REQUESTS:
A. Transcribe the passage of the board game blog post from "space bounty" to "cash to burn.".
B. Pick up the board game blog post after its final sentence and write a continuation.

DOCUMENT SECTION:
• • • • •

Sunday 6 December 2015

From the Void to Mexico

Sunday, and Ian and I (Sam) snuck in a couple of games to draw the curtains on a wintry weekend. After its residency at work, Quantum had returned to my house and I knew Ian wouldn't object to me setting it up prior to his arrival. So I did, taking a standard 2-player set-up and adding the Quantum expansion of The Void, an empty tile of space. All it does is give you one research point for each ship you have in the void at the start of your turn, so it's kind of an interesting incentive rather than a whopping game-changer.

space bounty

I put down a quantum cube with my first move, but any danger of smugness evaporated quickly as Ian took me to the celestial cleaners, forcing me to go on the attack as he deftly put down cube after cube and shrugged off my aggression. My crappy early combat rolls certainly didn't help, but make no mistake, it was a pasting.

Ian - all cubes down
Sam - 2 cubes remaining

We fleetingly flirted with the idea of Eclipse before the setting-up time detoured us to the similarly loved Railways of the World. I haven't played this for a while but I got off to a pretty decent start, if I do say so myself. I managed to ship the first cube, get the first four cubes, and deliver the first three-link cube. At one stage I was in gravy, some 20 points or so ahead of Ian and with cash to burn.

• • • • •

DATA ROWS:
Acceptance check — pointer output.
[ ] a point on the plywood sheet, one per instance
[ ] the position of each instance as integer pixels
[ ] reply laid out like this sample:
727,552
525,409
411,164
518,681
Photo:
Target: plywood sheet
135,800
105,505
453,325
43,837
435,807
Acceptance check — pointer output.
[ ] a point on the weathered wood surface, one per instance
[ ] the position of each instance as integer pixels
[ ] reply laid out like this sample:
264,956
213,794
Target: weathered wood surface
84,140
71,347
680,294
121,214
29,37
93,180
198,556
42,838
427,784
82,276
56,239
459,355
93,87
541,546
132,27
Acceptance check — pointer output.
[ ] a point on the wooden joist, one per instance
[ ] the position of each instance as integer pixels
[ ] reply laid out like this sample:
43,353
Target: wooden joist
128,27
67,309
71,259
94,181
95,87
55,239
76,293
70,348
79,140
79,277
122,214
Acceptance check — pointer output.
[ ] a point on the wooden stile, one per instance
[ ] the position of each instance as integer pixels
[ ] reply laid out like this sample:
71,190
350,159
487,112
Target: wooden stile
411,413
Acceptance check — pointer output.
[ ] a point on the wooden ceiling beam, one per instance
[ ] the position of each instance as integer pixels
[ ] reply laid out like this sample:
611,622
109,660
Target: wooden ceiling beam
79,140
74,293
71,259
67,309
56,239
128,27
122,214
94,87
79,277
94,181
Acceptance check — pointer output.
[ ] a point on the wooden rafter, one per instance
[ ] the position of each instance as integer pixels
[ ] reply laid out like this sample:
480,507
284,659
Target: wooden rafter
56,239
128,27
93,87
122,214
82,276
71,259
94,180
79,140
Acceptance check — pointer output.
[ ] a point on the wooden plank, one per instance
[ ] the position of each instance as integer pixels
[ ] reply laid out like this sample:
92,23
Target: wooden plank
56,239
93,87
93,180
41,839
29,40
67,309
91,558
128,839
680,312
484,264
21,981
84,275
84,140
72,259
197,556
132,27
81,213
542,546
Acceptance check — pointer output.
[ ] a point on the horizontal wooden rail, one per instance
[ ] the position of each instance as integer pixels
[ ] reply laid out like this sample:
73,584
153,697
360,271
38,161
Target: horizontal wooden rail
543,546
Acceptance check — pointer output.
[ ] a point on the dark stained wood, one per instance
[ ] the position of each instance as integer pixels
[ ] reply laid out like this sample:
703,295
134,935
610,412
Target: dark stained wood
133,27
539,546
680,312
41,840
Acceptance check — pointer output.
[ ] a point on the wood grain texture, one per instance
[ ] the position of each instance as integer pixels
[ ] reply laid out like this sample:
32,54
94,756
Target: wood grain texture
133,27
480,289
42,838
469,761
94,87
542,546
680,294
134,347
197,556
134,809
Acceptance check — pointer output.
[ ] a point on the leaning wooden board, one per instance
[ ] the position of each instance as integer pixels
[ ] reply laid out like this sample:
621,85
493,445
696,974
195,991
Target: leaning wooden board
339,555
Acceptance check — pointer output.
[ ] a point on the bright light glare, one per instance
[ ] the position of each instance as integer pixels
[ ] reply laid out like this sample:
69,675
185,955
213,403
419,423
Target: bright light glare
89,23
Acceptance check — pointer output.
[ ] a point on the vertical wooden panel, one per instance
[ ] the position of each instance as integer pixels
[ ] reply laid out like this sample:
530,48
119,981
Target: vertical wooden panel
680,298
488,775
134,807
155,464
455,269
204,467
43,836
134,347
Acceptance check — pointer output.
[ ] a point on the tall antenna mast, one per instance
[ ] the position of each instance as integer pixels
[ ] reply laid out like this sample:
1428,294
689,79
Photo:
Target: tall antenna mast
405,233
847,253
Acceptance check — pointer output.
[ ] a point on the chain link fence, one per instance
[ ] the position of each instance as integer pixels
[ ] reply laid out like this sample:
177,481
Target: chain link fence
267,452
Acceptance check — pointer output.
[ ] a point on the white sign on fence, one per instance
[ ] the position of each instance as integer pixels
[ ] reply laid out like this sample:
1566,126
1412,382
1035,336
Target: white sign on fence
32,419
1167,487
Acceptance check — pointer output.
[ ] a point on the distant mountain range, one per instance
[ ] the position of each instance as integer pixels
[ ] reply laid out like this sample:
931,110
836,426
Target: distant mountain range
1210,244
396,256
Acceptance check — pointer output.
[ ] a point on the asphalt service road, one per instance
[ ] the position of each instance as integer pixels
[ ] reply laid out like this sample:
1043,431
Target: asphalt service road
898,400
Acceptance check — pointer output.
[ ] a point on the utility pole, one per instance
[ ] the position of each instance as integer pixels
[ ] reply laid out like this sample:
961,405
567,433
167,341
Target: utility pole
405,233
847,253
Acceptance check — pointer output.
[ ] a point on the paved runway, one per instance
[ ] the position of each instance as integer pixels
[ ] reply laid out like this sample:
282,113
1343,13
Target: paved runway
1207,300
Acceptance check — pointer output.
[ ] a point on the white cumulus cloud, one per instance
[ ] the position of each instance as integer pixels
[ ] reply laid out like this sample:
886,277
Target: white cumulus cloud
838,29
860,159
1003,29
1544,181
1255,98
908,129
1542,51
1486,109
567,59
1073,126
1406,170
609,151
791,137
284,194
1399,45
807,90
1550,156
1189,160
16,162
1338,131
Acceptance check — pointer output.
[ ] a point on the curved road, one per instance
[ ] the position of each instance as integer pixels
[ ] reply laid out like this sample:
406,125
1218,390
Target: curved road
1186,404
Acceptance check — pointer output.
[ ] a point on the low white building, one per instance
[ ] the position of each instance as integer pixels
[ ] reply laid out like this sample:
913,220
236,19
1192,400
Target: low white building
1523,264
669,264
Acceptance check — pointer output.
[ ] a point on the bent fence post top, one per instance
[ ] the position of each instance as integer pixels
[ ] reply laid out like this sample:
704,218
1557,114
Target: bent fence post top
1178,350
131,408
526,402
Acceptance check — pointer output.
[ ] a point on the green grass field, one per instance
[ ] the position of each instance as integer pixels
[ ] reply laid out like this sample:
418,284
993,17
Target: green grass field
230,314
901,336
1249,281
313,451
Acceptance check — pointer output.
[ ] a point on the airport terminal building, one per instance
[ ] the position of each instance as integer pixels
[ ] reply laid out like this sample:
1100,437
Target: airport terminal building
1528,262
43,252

• • • • •

RESPONSES TO THE EXERCISE:
A.
space bounty

I put down a quantum cube with my first move, but any danger of smugness evaporated quickly as Ian took me to the celestial cleaners, forcing me to go on the attack as he deftly put down cube after cube and shrugged off my aggression. My crappy early combat rolls certainly didn't help, but make no mistake, it was a pasting.

Ian - all cubes down
Sam - 2 cubes remaining

We fleetingly flirted with the idea of Eclipse before the setting-up time detoured us to the similarly loved Railways of the World. I haven't played this for a while but I got off to a pretty decent start, if I do say so myself. I managed to ship the first cube, get the first four cubes, and deliver the first three-link cube. At one stage I was in gravy, some 20 points or so ahead of Ian and with cash to burn.

B.
service bounty

However the back-patting carries an inherent danger of hubris and Ian, pondering each move with a shrewd eye, got himself back into contention, clawing back the deficit to a paltry three points at one stage. Whilst I built and built (claiming all four route bonuses) Ian upgraded his train and shipped, shipped, shipped. Come the endgame, my larger network gave me plenty of options to score points, and also prevented Ian from completing his baron bonus- though it was still very close, considering:

Sam 117
Ian 107

And with that, Ian vanished into the night, never to be seen until Tuesday...

2 comments:

  1. Quite liked the Quantum expansion. As you say, it's not a game changer, but it's just enough of an addition to make you rethink your strategy without having to totally change it.

    Railways was as enjoyable as ever. I had a pretty poor start, but my mid-term planning brought me back into contention, but then my cube supply dwindled at the end.

    Still, cheers Sam!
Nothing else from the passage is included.